_Exercise instructions_. Within the entries below, find the lines that hold "instance" and report only how many there are.

(Beginning of Supplied records)

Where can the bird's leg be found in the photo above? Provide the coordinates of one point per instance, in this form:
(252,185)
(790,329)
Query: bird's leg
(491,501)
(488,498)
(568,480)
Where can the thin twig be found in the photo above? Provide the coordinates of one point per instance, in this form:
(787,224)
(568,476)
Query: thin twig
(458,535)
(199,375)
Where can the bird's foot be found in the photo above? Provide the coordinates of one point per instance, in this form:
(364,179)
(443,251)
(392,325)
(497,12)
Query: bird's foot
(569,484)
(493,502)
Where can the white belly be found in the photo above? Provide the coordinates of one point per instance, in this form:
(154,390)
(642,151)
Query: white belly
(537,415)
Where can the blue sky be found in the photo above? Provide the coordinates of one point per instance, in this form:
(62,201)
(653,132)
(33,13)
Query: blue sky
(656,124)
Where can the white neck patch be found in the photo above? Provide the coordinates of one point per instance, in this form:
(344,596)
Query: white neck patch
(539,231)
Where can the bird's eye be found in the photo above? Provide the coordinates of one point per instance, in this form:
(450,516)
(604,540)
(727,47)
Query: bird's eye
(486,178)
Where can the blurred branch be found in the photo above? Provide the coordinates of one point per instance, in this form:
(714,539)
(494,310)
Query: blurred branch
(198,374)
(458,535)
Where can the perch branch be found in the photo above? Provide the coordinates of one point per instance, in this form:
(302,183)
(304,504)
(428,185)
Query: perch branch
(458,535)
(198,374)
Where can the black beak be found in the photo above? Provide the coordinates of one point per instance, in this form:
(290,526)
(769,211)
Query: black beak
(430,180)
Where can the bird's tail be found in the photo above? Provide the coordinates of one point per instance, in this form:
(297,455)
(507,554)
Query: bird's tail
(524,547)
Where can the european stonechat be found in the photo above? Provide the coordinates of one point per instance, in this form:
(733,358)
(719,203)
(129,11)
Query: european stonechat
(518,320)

(End of Supplied records)

_Response to this exercise_. 12